DATASET ROWS:
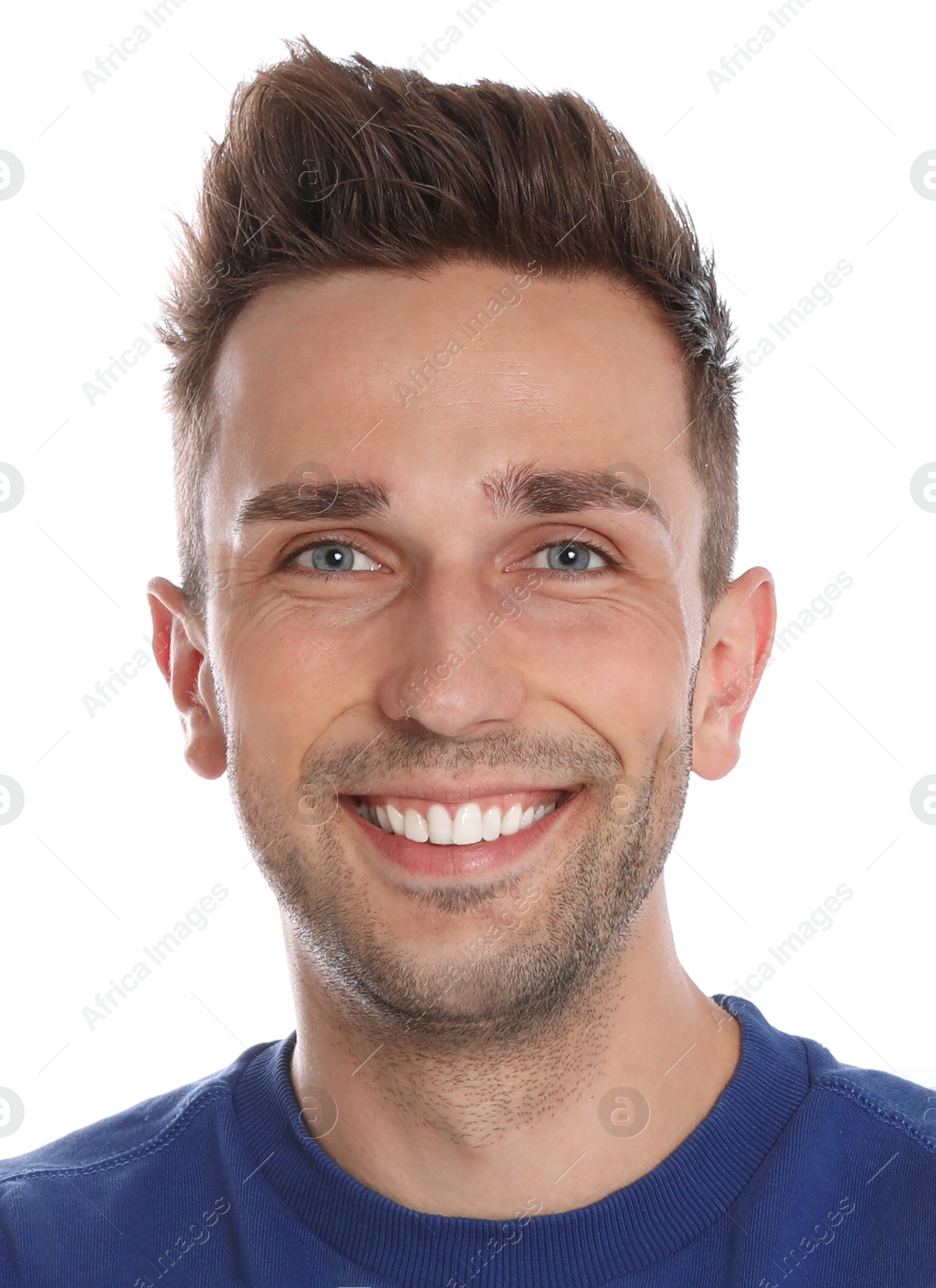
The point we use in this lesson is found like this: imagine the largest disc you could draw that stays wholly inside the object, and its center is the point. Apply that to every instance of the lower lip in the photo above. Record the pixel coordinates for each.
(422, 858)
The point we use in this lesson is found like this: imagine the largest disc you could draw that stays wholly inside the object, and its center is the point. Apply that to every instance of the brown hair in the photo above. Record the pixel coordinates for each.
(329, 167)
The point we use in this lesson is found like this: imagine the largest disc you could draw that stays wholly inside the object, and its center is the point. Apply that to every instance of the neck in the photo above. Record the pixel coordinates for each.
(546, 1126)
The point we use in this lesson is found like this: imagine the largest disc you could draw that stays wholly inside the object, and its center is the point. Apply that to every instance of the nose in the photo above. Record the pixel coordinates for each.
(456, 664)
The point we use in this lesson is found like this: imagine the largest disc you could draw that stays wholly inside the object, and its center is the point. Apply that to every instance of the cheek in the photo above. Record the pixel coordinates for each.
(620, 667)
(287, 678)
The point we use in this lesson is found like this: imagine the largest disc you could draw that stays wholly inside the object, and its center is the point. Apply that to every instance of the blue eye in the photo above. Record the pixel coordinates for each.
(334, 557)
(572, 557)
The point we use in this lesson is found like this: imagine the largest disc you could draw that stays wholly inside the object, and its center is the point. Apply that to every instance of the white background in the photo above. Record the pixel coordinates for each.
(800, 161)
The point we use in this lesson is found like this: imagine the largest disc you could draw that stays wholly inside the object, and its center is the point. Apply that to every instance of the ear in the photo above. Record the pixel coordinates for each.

TASK PROMPT: Rewrite the records from the line with "of the blue" through the end of the records, requests included, and scale every coordinate in the answers by 2.05, rounding each to a whole number with halves rounded up. Give only those lines.

PROBLEM SOLUTION:
The point we use in this lesson is found like this: imagine the largest disc you could draw that stays wholly inside the object, and its center is the point. Apply that to every instance of the blue eye in the photo above. Record the pixel coordinates for each.
(685, 1142)
(1173, 1142)
The point we use in this lesson is found like this: imagine the largest disc you could draw that stays wholly inside the object, and its center is the point. Apply that to every instance of the white background in the photo above. Record the pixel coordinates for each.
(1640, 330)
The point we use in this lesson is found like this: imagine the largest disc you could draw that stays wholly inside the object, and its center is the point. Apply that to every instance of the ear in the photo above. Record the pixel coordinates for each.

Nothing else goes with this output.